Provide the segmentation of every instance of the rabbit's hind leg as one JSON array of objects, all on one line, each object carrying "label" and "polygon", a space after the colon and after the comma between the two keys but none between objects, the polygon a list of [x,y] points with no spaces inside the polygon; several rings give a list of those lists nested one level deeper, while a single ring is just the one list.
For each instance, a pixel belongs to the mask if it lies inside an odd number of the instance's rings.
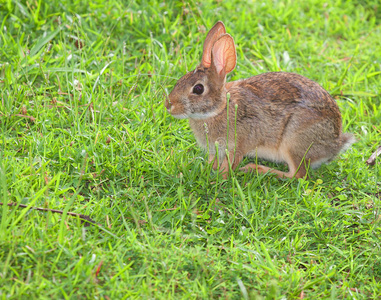
[{"label": "rabbit's hind leg", "polygon": [[243,168],[240,168],[240,171],[243,172],[255,172],[257,171],[260,174],[265,174],[267,172],[276,174],[278,178],[302,178],[305,177],[307,172],[306,172],[306,167],[302,163],[300,165],[295,164],[295,162],[287,162],[289,171],[288,172],[282,172],[276,169],[271,169],[269,167],[263,166],[263,165],[256,165],[253,163],[247,164]]}]

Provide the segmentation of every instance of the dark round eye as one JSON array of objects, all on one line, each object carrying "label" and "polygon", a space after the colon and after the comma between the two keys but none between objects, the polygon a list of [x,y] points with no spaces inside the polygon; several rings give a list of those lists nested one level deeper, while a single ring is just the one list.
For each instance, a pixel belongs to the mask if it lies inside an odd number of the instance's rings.
[{"label": "dark round eye", "polygon": [[201,95],[204,92],[204,86],[202,84],[196,84],[193,87],[193,93],[197,95]]}]

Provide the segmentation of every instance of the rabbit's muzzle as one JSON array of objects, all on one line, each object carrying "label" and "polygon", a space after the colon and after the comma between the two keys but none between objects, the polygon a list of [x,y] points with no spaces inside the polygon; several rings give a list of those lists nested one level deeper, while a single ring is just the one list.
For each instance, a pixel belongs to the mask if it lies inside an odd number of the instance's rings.
[{"label": "rabbit's muzzle", "polygon": [[167,112],[171,113],[171,102],[168,97],[165,98],[164,106],[167,109]]}]

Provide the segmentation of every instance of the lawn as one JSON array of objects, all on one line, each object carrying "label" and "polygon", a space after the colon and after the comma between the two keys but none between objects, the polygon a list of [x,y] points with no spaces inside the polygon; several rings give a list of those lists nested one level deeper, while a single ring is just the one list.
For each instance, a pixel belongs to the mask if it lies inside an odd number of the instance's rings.
[{"label": "lawn", "polygon": [[[164,100],[218,20],[228,80],[318,82],[352,148],[308,180],[214,172]],[[26,207],[0,206],[1,299],[381,298],[378,0],[8,0],[0,22],[0,202]]]}]

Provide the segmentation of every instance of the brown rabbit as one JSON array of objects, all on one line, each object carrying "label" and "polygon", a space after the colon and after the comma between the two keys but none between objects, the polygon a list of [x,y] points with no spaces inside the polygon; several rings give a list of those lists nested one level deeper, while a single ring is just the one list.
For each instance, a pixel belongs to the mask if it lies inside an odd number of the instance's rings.
[{"label": "brown rabbit", "polygon": [[306,77],[272,72],[226,83],[236,57],[233,38],[217,22],[205,39],[201,64],[165,102],[175,118],[189,118],[197,142],[209,148],[209,162],[225,178],[229,164],[234,170],[244,156],[286,162],[289,171],[253,163],[243,171],[301,178],[309,165],[329,162],[354,142],[352,134],[341,132],[335,100]]}]

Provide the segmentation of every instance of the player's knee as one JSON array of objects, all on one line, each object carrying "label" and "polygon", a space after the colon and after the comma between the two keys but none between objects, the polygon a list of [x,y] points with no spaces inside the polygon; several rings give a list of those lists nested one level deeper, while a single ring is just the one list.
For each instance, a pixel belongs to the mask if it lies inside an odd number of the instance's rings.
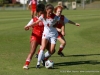
[{"label": "player's knee", "polygon": [[66,41],[63,41],[63,42],[62,42],[62,45],[65,46],[65,45],[66,45]]},{"label": "player's knee", "polygon": [[45,50],[45,46],[41,46],[41,50]]},{"label": "player's knee", "polygon": [[52,51],[50,51],[50,54],[51,54],[51,55],[54,54],[54,53],[55,53],[55,49],[52,50]]},{"label": "player's knee", "polygon": [[52,54],[54,54],[56,52],[56,50],[54,49],[54,51],[53,51],[53,53]]}]

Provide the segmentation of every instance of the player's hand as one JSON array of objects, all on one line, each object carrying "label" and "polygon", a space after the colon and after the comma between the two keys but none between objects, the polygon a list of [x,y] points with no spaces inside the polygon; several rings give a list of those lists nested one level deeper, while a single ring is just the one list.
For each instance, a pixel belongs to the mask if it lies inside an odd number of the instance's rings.
[{"label": "player's hand", "polygon": [[62,34],[63,36],[65,36],[65,32],[62,31],[61,34]]},{"label": "player's hand", "polygon": [[75,25],[76,25],[76,26],[80,26],[80,24],[79,24],[79,23],[75,23]]},{"label": "player's hand", "polygon": [[29,30],[29,27],[28,27],[28,26],[25,26],[24,29],[25,29],[25,30]]},{"label": "player's hand", "polygon": [[61,32],[61,31],[62,31],[62,30],[61,30],[61,29],[59,29],[59,28],[56,28],[56,29],[57,29],[57,31],[58,31],[58,32]]}]

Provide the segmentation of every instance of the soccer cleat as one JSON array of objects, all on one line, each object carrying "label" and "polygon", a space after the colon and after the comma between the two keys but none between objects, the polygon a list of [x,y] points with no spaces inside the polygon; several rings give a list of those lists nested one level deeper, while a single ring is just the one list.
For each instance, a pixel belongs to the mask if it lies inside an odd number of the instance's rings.
[{"label": "soccer cleat", "polygon": [[42,65],[45,66],[45,60],[42,60]]},{"label": "soccer cleat", "polygon": [[38,54],[35,55],[35,58],[38,58]]},{"label": "soccer cleat", "polygon": [[62,52],[58,52],[58,55],[60,55],[61,57],[64,57],[65,55]]},{"label": "soccer cleat", "polygon": [[39,69],[40,68],[40,65],[36,65],[36,68]]},{"label": "soccer cleat", "polygon": [[28,70],[29,68],[28,68],[27,65],[24,65],[24,66],[23,66],[23,69]]}]

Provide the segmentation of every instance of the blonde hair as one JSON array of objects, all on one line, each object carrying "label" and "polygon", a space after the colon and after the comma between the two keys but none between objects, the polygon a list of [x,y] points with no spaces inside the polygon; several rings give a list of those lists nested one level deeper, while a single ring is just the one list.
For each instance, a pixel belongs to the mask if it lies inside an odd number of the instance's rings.
[{"label": "blonde hair", "polygon": [[59,1],[59,2],[58,2],[58,6],[63,6],[62,1]]}]

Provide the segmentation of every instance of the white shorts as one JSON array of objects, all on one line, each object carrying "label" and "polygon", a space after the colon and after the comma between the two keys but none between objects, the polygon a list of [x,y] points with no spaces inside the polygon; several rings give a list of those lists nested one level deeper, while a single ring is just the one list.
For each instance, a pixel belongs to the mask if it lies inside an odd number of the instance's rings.
[{"label": "white shorts", "polygon": [[43,34],[43,35],[42,35],[42,38],[47,39],[47,40],[48,40],[50,43],[52,43],[52,44],[56,44],[57,36],[58,36],[58,33],[55,34],[55,35],[52,35],[52,36]]}]

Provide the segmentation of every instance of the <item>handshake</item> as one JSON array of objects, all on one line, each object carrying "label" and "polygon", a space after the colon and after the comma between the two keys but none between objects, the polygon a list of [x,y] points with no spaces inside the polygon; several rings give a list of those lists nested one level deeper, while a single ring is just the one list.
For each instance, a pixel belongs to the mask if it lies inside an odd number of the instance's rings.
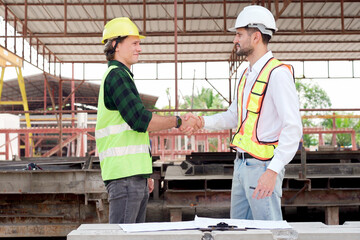
[{"label": "handshake", "polygon": [[204,127],[204,118],[196,116],[192,113],[187,113],[181,116],[182,124],[179,128],[180,131],[188,136]]}]

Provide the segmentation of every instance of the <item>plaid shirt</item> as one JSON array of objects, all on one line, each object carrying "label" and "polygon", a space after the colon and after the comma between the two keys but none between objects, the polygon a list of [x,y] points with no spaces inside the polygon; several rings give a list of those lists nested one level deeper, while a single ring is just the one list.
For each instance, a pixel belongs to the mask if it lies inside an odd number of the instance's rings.
[{"label": "plaid shirt", "polygon": [[[116,65],[104,83],[104,103],[109,110],[118,110],[127,124],[137,132],[146,132],[152,113],[145,109],[136,89],[134,75],[124,64],[112,60],[108,66]],[[127,73],[127,72],[129,73]]]}]

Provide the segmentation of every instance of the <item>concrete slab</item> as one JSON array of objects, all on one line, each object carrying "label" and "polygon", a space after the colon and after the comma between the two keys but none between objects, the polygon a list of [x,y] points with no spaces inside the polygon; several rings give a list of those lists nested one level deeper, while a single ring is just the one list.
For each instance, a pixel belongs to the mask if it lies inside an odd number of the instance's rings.
[{"label": "concrete slab", "polygon": [[269,230],[213,231],[214,240],[274,240]]},{"label": "concrete slab", "polygon": [[81,224],[77,230],[122,230],[119,224]]},{"label": "concrete slab", "polygon": [[203,233],[198,230],[159,231],[142,233],[125,233],[122,230],[74,230],[67,240],[195,240],[201,239]]},{"label": "concrete slab", "polygon": [[289,222],[289,224],[294,229],[300,229],[300,228],[324,228],[324,227],[327,227],[327,225],[322,223],[322,222]]},{"label": "concrete slab", "polygon": [[345,228],[360,228],[360,226],[354,226],[354,225],[329,225],[327,226],[328,228],[341,228],[341,229],[345,229]]},{"label": "concrete slab", "polygon": [[[327,226],[321,222],[309,223],[290,223],[293,230],[297,232],[297,240],[360,240],[360,222],[347,222],[344,225]],[[184,231],[158,231],[126,233],[117,224],[83,224],[77,230],[72,231],[67,240],[273,240],[273,239],[296,239],[296,234],[290,234],[289,238],[285,234],[276,232],[277,230],[254,230],[246,231],[214,231],[207,232],[208,238],[203,238],[204,234],[198,230]],[[284,235],[284,236],[282,236]]]},{"label": "concrete slab", "polygon": [[348,221],[348,222],[344,222],[343,226],[360,227],[360,221]]},{"label": "concrete slab", "polygon": [[360,240],[360,228],[301,228],[298,240]]}]

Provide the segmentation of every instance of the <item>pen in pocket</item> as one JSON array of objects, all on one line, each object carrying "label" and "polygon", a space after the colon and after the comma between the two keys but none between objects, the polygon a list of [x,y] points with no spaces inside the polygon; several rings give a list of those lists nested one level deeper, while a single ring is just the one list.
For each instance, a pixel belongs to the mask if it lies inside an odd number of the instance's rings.
[{"label": "pen in pocket", "polygon": [[251,186],[250,186],[249,188],[250,188],[250,189],[255,189],[255,187],[251,187]]}]

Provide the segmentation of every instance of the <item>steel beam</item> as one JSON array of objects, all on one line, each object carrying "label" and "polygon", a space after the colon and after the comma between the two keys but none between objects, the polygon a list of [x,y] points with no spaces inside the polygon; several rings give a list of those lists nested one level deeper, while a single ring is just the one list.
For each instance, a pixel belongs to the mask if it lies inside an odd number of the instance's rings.
[{"label": "steel beam", "polygon": [[[360,189],[313,189],[294,198],[299,190],[283,189],[284,207],[345,207],[360,206]],[[231,190],[167,190],[167,208],[230,207]]]},{"label": "steel beam", "polygon": [[64,237],[82,223],[106,223],[108,204],[91,194],[2,194],[0,213],[0,237]]},{"label": "steel beam", "polygon": [[[30,220],[30,219],[29,219]],[[80,223],[70,224],[1,224],[0,237],[63,237],[77,229]]]},{"label": "steel beam", "polygon": [[100,170],[1,171],[1,194],[105,194]]},{"label": "steel beam", "polygon": [[296,198],[298,190],[283,189],[282,206],[344,207],[360,206],[358,189],[312,189],[303,191]]}]

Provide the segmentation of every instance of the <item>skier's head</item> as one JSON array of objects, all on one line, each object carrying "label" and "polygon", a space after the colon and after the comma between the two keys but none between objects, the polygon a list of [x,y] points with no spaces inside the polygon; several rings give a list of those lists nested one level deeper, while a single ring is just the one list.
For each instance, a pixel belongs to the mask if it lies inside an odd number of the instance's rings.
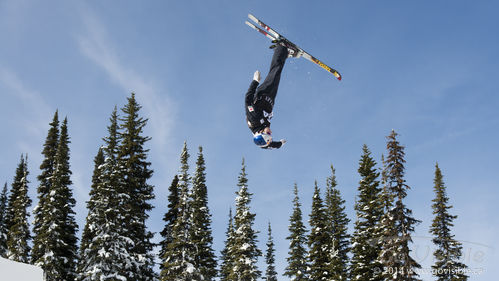
[{"label": "skier's head", "polygon": [[253,142],[259,147],[265,148],[272,142],[272,136],[266,133],[256,133]]}]

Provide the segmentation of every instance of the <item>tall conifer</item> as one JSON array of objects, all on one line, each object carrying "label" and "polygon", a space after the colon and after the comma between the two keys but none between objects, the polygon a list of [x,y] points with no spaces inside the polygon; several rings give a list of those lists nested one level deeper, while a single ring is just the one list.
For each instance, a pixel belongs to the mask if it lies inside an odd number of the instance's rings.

════════════════════

▶ [Exercise objective]: Skip every picture and return the lines above from the top through the one that contains "the rabbit's muzzle".

▶ [Exercise response]:
Provide the segmentation of every instance of the rabbit's hind leg as one JSON array of objects, all on one line, each object carrying "label" and "polygon", a space after the colon and after the comma between the two keys but none between objects, the polygon a list of [x,y] points with no spaces inside the polygon; several rings give a list of those lists nested one level deeper, while a single ring is just the one list.
For each instance, a pixel belongs to the mask if it lies inside an odd number of the instance's rings.
[{"label": "rabbit's hind leg", "polygon": [[243,168],[240,168],[240,171],[243,172],[255,172],[257,171],[260,174],[265,174],[267,172],[276,174],[278,178],[302,178],[305,177],[307,172],[306,172],[306,167],[302,163],[300,165],[295,164],[295,162],[287,162],[289,171],[288,172],[282,172],[276,169],[271,169],[269,167],[263,166],[263,165],[256,165],[253,163],[247,164]]}]

Provide the segmentation of every instance of the dark round eye as one JSON array of objects, all on one line, each object carrying "label" and "polygon", a space after the colon and after the comma between the two keys but none between objects, the polygon a list of [x,y] points with no spaces inside the polygon; several rings give a list of those lists nested one level deeper, while a single ring is just the one list.
For each instance, a pixel belongs to the mask if it lies inside an odd number of the instance's rings.
[{"label": "dark round eye", "polygon": [[201,95],[204,92],[204,86],[202,84],[196,84],[193,87],[193,93],[197,95]]}]

Provide the segmentation of every instance of the rabbit's muzzle as one JSON array of objects, all on one line, each object carrying "label" and "polygon", a space after the colon and after the comma between the two keys but none between objects, the polygon a list of [x,y] points with no spaces inside the polygon; several rings give a list of those lists nested one level deeper, while a single ring is just the one list.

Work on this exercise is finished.